__Recorded data__

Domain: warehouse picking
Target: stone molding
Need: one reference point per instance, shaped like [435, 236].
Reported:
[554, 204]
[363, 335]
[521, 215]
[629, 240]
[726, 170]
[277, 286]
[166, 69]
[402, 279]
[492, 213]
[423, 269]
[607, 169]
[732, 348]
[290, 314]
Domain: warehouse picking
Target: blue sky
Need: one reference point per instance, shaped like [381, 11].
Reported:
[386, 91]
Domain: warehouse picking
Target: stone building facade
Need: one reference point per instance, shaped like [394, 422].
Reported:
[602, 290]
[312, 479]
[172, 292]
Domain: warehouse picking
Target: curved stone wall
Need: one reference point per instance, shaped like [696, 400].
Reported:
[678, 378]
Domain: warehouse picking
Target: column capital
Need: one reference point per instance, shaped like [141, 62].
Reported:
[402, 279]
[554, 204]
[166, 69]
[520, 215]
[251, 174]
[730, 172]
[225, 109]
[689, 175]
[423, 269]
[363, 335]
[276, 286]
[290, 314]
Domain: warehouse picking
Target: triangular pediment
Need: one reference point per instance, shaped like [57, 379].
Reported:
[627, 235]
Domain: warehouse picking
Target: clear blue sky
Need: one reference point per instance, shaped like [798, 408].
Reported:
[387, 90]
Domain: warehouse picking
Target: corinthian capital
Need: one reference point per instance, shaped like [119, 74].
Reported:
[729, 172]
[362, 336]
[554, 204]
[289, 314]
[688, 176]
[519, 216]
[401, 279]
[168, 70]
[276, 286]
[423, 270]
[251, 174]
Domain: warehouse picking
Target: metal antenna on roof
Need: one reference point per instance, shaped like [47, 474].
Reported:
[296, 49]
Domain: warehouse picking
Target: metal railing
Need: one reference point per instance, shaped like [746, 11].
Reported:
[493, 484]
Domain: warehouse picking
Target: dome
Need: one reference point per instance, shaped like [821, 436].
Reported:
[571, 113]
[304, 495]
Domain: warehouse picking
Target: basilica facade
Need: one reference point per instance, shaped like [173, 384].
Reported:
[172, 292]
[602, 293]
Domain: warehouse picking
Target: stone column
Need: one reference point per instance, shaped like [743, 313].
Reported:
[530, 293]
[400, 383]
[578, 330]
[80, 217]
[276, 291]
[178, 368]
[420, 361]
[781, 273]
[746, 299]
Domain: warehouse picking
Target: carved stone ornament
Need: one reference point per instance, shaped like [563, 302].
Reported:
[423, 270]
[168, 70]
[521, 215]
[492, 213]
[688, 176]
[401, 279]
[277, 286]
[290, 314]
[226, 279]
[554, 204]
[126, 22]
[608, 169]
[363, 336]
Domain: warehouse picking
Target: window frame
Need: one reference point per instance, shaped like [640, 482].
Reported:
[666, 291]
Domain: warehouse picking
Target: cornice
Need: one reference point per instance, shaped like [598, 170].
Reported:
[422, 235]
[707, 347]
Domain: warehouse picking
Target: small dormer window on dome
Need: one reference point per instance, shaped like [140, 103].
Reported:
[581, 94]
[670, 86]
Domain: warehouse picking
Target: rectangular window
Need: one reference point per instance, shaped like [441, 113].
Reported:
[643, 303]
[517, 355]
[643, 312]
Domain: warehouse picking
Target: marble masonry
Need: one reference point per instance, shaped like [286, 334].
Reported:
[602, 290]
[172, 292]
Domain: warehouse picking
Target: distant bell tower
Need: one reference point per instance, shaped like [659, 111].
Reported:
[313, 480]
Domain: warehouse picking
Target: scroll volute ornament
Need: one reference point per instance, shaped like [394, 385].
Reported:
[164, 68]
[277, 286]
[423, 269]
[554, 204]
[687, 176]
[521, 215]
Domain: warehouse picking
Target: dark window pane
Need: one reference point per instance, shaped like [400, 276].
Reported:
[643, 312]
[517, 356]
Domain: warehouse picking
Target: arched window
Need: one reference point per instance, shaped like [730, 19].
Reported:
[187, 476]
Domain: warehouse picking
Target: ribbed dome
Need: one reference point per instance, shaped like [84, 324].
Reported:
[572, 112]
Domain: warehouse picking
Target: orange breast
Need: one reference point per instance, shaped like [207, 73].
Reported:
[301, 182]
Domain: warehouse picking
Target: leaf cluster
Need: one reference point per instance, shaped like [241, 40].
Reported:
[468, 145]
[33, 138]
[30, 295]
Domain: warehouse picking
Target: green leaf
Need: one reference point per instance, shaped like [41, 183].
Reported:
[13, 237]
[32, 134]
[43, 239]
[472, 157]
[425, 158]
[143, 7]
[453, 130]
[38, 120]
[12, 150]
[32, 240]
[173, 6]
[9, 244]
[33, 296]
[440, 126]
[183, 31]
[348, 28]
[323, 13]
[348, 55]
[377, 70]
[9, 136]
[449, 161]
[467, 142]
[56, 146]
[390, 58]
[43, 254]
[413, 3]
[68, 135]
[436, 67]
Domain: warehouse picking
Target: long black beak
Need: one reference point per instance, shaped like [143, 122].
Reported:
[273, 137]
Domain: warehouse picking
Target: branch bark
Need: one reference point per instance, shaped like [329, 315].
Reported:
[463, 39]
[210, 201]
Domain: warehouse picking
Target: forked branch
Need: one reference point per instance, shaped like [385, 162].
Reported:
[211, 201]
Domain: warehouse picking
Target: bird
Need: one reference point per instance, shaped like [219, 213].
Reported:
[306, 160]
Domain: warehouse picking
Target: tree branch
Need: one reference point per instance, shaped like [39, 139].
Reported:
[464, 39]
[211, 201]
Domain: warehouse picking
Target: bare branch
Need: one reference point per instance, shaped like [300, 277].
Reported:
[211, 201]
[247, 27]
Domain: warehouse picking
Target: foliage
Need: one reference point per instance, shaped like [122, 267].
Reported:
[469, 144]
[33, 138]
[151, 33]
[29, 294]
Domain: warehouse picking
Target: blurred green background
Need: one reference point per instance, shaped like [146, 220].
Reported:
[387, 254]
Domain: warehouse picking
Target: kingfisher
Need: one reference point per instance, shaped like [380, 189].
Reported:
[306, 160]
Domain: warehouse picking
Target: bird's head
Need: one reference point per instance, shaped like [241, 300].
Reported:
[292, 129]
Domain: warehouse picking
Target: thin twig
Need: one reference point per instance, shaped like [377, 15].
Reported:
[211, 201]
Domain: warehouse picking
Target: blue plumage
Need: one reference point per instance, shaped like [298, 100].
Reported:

__Given request__
Pick out each line in the rows above that contains the word "capital" and copy those lines unchanged.

__The output__
Target: column capital
Target: corinthian capital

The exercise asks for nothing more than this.